*The request*
Can you reproduce the records from the line containing "Where can the white" through the end, changing "stadium seat" to "arena seat" and leaving everything else as it is?
START Exercise materials
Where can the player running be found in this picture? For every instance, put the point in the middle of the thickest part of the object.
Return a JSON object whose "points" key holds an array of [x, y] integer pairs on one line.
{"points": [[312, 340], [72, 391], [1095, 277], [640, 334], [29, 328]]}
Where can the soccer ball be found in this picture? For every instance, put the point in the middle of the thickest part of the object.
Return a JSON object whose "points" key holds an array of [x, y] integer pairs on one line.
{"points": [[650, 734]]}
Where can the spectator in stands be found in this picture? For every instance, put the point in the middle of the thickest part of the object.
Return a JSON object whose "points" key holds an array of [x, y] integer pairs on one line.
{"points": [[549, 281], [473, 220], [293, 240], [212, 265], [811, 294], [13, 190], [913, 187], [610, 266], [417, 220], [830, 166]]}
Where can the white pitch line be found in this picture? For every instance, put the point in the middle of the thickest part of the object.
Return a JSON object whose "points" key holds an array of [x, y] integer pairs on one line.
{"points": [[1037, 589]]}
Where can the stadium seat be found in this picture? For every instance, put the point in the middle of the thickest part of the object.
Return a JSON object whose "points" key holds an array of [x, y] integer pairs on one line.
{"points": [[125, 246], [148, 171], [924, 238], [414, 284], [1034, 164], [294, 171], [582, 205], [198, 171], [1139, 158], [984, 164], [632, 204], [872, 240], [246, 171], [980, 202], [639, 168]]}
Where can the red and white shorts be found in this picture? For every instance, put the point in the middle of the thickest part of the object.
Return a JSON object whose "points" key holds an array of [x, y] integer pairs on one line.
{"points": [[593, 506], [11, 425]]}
END Exercise materials
*Problem solution*
Where can the white pitch line be found in this picture? For every instance, put the point in the middle of the thickest part of the object.
Return a JSON object whose "points" key holds an array of [x, y] integer pairs on one line.
{"points": [[1037, 589]]}
Where can the arena seat be found in this picture? For every instance, put the point in the middle of the thickest part of the object.
Return a JSON object whose "points" key holds an array of [x, y] integer pairs on one line.
{"points": [[125, 246], [148, 171], [924, 238], [414, 284], [1034, 164], [294, 171], [582, 205], [198, 171], [1139, 158], [984, 164], [632, 204], [872, 240], [246, 171], [980, 202], [639, 168]]}
Where can the red and white shorts be found in this picture? For every instance, put the point in the middle of the thickest part of the object.
Return a JSON object whose "points" key holds an array of [x, y] integer pairs on one line.
{"points": [[593, 506], [11, 425]]}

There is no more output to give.